Short problem A » From the Huntington play listings, copy the passage word for word, beginning at the words "Stamp collecting is" and stopping after the words "for Gossip and Harriet the Spy.".
Short problem B » Summarize the Huntington play listings in two sentences.

Document excerpt »
********************

It’s 1997, and successful businessman Harmond Wilks is poised to become Pittsburgh’s first African-American mayor. Wilks also has a surefire plan to revitalize the decrepit Hill District of his youth, but standing in his way is a ramshackle old house and the determined old man who claims to own it. Both moving and funny, this final chapter – depicting a fragile community wrestling with the temptations and risks of paving over its heritage – shows that while the challenges change, the struggle endures.

The late August Wilson is the celebrated author of the landmark ten-play cycle that chronicles the African-American experience through the 20th century. The Huntington has produced seven previous Wilson plays, several of which went on to national acclaim and numerous awards. Director Kenny Leon also directed August Wilson’s Gem of the Ocean with Phylicia Rashad at the Huntington and on Broadway, and the 2004 Broadway production of A Raisin in the Sun.

Mauritius
by Theresa Rebeck
Directed by Rebecca Bayla Taichman
October 6 – November 12, 2006
The Huntington Calderwood/BCA

Stamp collecting is far more risky than you might think. After their mother’s death, two estranged half-sisters discover a book of rare stamps that may contain the crown jewel for collectors, the Mauritius Post Office stamp. One sister tries to collect on the windfall, while the other resists for sentimental reasons. In this gripping world premiere, a seemingly simple salee becomes dangerous when three seedy, high-stakes collectors enter the sisters’ world, willing to do anything to claim the rare find as their own.

Theresa Rebeck wrote the 2004 Huntington hit comedy Bad Dates. A Pulitzer Prize-nominated writer for stage, screen, television, and radio, Rebeck wrote the plays Omnium Gatherum (co-author) and The Water’s Edge, scripts for “NYPD Blue” and “Law & Order,” and the screenplays for Gossip and Harriet the Spy.

********************

Supplied information »

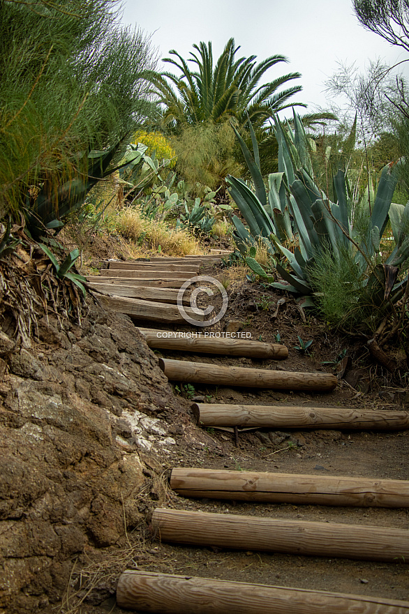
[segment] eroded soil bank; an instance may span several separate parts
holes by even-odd
[[[193,421],[191,397],[214,403],[406,409],[406,391],[356,347],[291,301],[246,283],[229,290],[221,329],[237,320],[254,339],[290,348],[285,363],[165,352],[170,358],[286,370],[352,358],[330,394],[201,387],[179,394],[126,316],[94,304],[81,326],[43,318],[30,350],[0,338],[0,605],[7,614],[120,612],[124,569],[407,599],[406,564],[171,546],[150,530],[155,507],[408,528],[408,510],[188,500],[167,486],[172,466],[408,479],[409,433],[274,431],[234,435]],[[267,305],[267,299],[269,304]],[[275,314],[275,315],[274,315]],[[144,324],[147,325],[146,323]],[[311,355],[295,350],[312,338]],[[348,375],[349,373],[349,375]],[[349,382],[348,383],[348,377]],[[360,382],[360,384],[359,384]],[[176,382],[179,390],[180,384]],[[361,386],[361,391],[359,391]],[[364,394],[362,394],[364,392]],[[112,610],[112,608],[114,608]]]

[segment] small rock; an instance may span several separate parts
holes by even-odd
[[[314,467],[315,471],[329,471],[329,469],[325,469],[325,467],[322,467],[322,465],[315,465]]]
[[[243,328],[243,322],[238,320],[229,320],[225,327],[226,333],[238,333]]]
[[[263,444],[267,444],[268,446],[271,445],[272,441],[267,433],[262,433],[261,430],[258,430],[255,435],[261,442],[262,442]]]
[[[386,390],[382,390],[382,392],[380,392],[378,396],[383,400],[389,401],[389,403],[393,403],[395,400],[395,395],[394,393],[387,392]]]
[[[3,331],[0,331],[0,354],[11,352],[14,350],[15,347],[15,342],[10,339]]]

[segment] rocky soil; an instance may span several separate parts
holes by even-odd
[[[279,331],[290,347],[285,370],[336,369],[321,363],[348,348],[349,371],[336,391],[295,394],[216,386],[192,391],[184,390],[183,382],[176,382],[175,389],[133,322],[94,304],[81,326],[61,328],[57,320],[43,317],[31,349],[15,347],[9,334],[0,333],[0,614],[119,613],[115,586],[126,568],[408,598],[405,564],[234,553],[155,541],[149,518],[157,505],[408,528],[407,510],[189,501],[169,491],[167,477],[175,465],[408,479],[408,431],[262,429],[241,433],[237,447],[228,431],[195,426],[192,397],[408,407],[404,387],[366,361],[354,344],[331,335],[313,318],[303,322],[291,300],[278,305],[281,295],[266,294],[242,281],[229,292],[226,320],[241,322],[254,339],[274,340]],[[297,335],[313,340],[311,355],[294,349]],[[284,368],[249,359],[165,355]]]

********************

Correct result A »
Stamp collecting is far more risky than you might think. After their mother’s death, two estranged half-sisters discover a book of rare stamps that may contain the crown jewel for collectors, the Mauritius Post Office stamp. One sister tries to collect on the windfall, while the other resists for sentimental reasons. In this gripping world premiere, a seemingly simple salee becomes dangerous when three seedy, high-stakes collectors enter the sisters’ world, willing to do anything to claim the rare find as their own.

Theresa Rebeck wrote the 2004 Huntington hit comedy Bad Dates. A Pulitzer Prize-nominated writer for stage, screen, television, and radio, Rebeck wrote the plays Omnium Gatherum (co-author) and The Water’s Edge, scripts for “NYPD Blue” and “Law & Order,” and the screenplays for Gossip and Harriet the Spy.

Correct result B » The first listing describes a play set in 1997, the final chapter of August Wilson's ten-play cycle, in which businessman Harmond Wilks, poised to become Pittsburgh's first African-American mayor, plans to revitalize the Hill District but is blocked by a ramshackle old house and the old man who claims to own it. The second announces Theresa Rebeck's world premiere Mauritius, running October 6 to November 12, 2006, in which two estranged half-sisters discover a book of rare stamps after their mother's death and are drawn into danger when three seedy, high-stakes collectors enter their world.